◆ **Position annotation records**
#####

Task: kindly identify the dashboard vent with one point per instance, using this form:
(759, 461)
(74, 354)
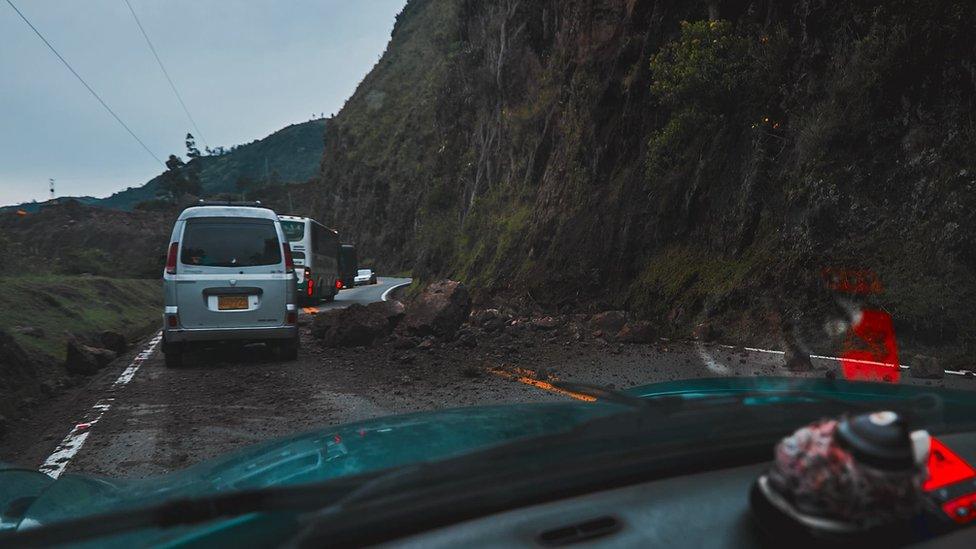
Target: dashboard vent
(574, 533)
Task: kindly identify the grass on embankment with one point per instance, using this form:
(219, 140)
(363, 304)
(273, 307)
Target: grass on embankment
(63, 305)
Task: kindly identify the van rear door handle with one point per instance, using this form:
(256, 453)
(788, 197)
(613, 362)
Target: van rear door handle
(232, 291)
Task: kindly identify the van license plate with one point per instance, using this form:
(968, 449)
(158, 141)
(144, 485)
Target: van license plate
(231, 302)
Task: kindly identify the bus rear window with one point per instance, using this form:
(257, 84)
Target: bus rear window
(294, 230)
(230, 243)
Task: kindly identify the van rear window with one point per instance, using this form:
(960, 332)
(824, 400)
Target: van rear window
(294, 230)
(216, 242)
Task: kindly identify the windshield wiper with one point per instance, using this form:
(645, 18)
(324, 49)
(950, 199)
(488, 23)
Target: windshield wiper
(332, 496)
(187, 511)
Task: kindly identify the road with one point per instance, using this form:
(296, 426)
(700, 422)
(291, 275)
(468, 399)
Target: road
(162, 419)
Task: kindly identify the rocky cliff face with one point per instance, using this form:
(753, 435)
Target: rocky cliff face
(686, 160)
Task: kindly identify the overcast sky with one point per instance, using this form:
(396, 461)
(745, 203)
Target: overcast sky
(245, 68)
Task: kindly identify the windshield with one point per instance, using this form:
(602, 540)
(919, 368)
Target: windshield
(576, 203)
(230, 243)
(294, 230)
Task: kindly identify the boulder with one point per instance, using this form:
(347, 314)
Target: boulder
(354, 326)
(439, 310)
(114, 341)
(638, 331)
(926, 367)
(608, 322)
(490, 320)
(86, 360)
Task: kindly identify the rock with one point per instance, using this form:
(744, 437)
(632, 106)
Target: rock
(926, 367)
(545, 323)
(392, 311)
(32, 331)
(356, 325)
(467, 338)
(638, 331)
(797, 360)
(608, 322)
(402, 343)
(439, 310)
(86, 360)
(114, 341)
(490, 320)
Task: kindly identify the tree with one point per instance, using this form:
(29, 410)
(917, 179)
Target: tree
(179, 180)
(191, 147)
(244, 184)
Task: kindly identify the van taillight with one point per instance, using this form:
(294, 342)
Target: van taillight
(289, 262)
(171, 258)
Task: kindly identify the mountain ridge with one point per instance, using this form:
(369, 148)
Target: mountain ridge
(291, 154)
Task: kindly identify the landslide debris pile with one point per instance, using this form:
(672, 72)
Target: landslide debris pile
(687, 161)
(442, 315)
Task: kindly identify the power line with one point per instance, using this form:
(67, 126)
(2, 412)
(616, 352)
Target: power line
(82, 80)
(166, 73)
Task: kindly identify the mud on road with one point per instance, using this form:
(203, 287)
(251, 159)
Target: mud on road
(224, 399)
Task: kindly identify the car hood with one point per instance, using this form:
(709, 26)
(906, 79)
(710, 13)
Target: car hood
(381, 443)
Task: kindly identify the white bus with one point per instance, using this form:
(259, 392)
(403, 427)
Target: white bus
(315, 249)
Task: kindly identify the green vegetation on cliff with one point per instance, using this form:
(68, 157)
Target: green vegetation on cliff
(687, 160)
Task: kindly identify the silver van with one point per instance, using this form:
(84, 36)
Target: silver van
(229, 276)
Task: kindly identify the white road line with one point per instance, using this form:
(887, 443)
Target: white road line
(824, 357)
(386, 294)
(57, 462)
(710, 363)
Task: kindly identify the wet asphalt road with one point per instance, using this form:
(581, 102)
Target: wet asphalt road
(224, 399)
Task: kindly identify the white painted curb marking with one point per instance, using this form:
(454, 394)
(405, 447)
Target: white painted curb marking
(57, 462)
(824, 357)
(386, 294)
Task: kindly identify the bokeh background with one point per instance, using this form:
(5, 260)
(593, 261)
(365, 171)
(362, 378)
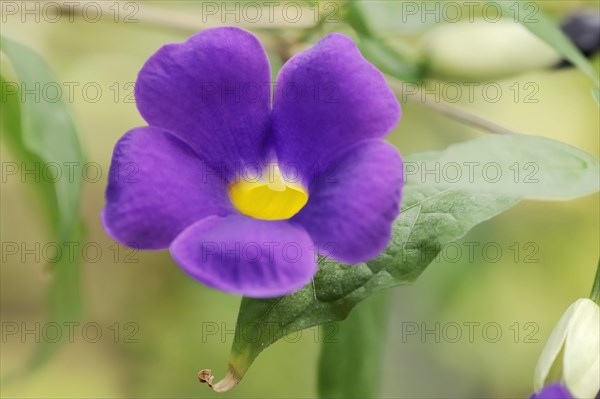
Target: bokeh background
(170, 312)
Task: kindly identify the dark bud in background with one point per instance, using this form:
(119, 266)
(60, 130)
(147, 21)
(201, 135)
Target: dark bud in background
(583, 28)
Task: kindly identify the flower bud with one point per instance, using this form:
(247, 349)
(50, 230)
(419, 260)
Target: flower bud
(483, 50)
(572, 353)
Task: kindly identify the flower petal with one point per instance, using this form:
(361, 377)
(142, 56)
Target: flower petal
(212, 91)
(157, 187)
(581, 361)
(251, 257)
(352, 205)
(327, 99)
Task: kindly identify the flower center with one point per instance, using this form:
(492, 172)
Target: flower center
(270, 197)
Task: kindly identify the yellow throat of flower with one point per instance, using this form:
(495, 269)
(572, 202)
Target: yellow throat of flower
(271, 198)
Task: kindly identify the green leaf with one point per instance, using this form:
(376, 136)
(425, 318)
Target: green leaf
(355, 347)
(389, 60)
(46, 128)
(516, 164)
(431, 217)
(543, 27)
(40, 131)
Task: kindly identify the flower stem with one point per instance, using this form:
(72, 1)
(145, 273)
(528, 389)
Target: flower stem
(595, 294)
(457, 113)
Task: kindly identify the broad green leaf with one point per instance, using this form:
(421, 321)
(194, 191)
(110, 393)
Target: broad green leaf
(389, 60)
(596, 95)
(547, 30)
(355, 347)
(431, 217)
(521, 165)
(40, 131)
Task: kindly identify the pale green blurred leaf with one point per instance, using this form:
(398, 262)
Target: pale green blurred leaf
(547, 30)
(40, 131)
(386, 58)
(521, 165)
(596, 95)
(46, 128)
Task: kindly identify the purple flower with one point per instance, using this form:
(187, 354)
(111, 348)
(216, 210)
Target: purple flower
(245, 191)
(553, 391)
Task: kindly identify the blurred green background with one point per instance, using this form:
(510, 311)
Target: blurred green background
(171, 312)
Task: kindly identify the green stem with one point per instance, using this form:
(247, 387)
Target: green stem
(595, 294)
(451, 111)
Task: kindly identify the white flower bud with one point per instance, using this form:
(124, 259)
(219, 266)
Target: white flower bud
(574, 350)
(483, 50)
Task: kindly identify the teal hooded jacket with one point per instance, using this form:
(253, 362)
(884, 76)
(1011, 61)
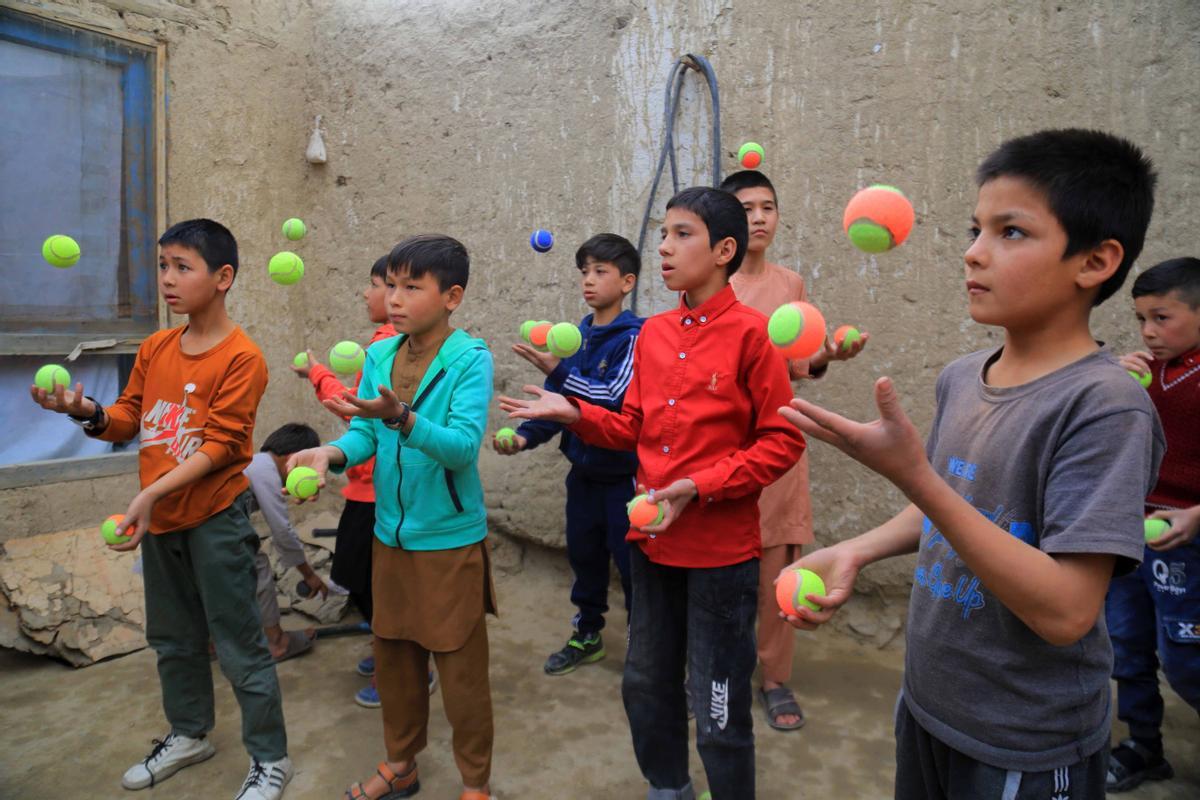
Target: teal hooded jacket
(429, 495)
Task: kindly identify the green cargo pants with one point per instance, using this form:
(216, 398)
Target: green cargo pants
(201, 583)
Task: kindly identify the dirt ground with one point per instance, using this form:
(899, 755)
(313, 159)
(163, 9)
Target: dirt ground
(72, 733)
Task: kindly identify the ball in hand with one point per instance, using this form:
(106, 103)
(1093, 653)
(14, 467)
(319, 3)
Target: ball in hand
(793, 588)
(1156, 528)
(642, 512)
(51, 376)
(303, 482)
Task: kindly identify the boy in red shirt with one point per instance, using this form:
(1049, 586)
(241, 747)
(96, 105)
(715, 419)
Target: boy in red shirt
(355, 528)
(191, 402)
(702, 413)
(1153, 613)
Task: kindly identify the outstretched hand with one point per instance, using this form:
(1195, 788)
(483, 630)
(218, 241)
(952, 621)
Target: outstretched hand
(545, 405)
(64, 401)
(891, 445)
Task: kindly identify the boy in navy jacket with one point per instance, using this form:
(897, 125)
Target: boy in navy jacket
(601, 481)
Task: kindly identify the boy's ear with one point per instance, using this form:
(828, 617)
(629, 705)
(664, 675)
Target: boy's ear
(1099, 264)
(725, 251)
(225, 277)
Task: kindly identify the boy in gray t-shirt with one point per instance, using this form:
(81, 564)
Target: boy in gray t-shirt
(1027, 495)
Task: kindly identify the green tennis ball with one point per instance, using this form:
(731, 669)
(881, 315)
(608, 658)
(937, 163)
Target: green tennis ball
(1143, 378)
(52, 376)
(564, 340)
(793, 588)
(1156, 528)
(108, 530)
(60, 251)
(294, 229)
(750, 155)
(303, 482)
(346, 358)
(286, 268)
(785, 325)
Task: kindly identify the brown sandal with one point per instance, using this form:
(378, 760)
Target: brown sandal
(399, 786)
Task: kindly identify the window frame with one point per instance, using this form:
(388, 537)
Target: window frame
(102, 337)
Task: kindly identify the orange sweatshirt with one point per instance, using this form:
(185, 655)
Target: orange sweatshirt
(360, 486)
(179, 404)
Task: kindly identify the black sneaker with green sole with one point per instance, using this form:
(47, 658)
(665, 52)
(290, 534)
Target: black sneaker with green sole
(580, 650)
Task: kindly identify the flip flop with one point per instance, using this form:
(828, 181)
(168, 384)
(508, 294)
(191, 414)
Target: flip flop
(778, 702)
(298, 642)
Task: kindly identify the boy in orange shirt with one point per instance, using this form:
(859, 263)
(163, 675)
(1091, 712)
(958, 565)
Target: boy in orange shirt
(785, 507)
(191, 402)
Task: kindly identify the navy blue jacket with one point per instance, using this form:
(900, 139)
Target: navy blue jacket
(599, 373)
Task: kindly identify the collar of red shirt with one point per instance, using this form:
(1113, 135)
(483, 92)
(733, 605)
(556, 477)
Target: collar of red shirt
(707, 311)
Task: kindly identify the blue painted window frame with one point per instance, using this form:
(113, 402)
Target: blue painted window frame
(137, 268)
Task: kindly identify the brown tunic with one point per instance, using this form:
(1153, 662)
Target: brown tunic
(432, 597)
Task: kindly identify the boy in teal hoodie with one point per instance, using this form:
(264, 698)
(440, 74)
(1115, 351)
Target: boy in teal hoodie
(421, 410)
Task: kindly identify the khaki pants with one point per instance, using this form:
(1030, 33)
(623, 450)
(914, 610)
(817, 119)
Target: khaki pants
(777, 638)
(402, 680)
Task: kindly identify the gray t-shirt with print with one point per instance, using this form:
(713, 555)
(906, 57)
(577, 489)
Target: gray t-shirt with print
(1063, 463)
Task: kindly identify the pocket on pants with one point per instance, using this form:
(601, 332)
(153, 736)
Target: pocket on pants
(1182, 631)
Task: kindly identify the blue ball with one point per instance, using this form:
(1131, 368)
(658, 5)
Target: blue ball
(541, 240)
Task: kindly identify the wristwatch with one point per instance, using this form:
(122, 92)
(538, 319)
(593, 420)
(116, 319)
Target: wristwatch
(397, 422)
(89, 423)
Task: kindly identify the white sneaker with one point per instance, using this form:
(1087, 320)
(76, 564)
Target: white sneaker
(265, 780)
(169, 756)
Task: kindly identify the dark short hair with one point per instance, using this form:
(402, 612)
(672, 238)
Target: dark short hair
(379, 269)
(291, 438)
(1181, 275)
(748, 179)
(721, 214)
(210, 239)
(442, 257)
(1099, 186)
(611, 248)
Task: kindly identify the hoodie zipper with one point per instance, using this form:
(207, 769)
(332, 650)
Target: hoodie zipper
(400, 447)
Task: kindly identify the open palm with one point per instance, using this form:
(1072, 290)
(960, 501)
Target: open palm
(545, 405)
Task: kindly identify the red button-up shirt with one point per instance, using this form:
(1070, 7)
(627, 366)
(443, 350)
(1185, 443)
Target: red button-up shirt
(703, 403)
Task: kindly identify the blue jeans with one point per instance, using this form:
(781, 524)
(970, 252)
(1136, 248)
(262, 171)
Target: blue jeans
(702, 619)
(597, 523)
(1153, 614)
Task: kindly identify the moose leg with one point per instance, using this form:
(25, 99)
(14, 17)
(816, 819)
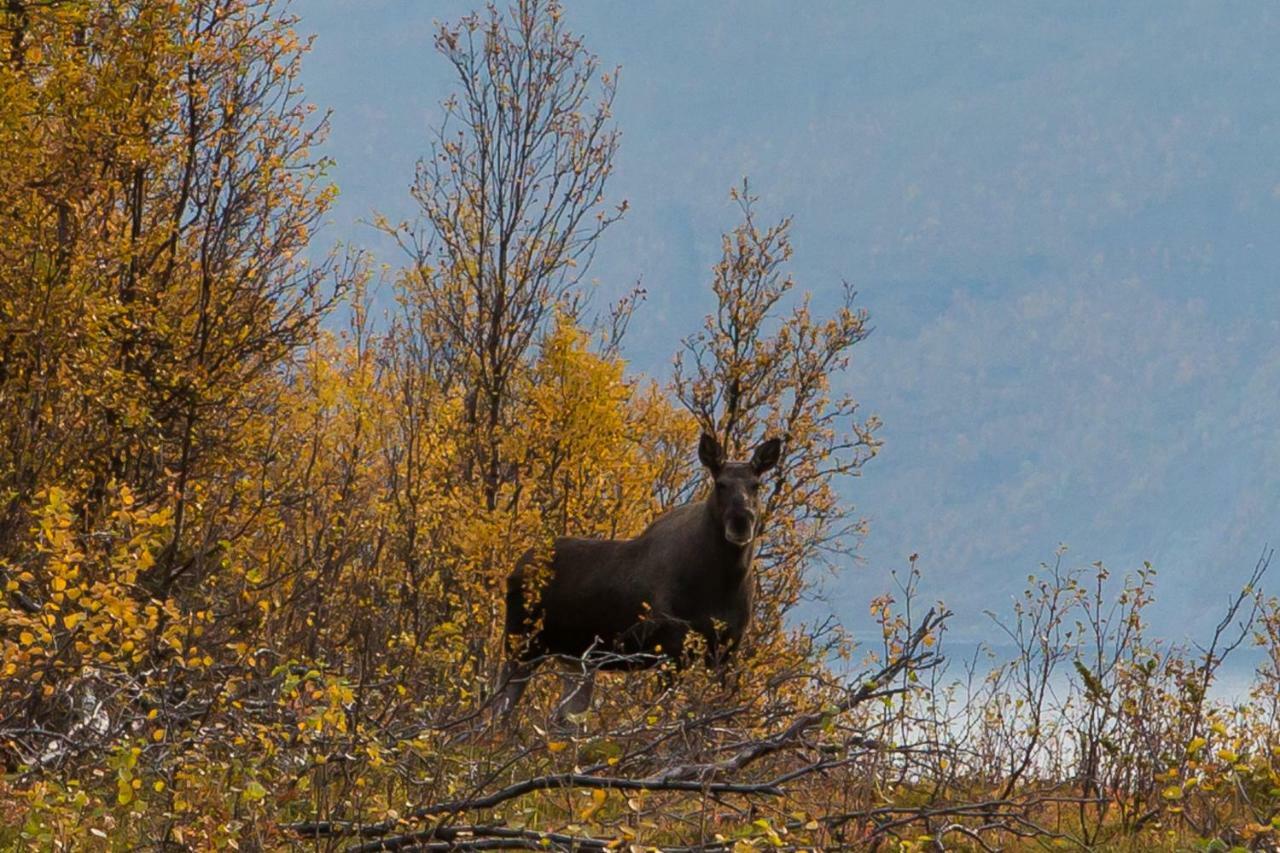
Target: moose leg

#####

◆ **To do**
The lines to repeat run from the line containing "Task: kindly identify the hoodie" through the last line of the material above; give them exactly, without the pictures.

◆ **Complete output**
Task: kindly identify the hoodie zipper with one point per instance, using this form:
(207, 769)
(332, 650)
Target: hoodie zipper
(400, 447)
Task: kindly identify the open palm with one point per instance, using this form:
(1072, 290)
(960, 501)
Target: open palm
(545, 405)
Task: kindly identify the red button-up shirt with one point per instance, using this form:
(1070, 7)
(627, 366)
(443, 350)
(1185, 443)
Target: red button-up shirt
(703, 403)
Task: kindly identify the blue jeans with one point per instance, using this form:
(781, 524)
(970, 252)
(1136, 248)
(262, 171)
Target: blue jeans
(702, 619)
(597, 523)
(1153, 614)
Task: kindly identify the moose leg with one point per instance, using this form:
(25, 99)
(14, 17)
(816, 819)
Target: moose leg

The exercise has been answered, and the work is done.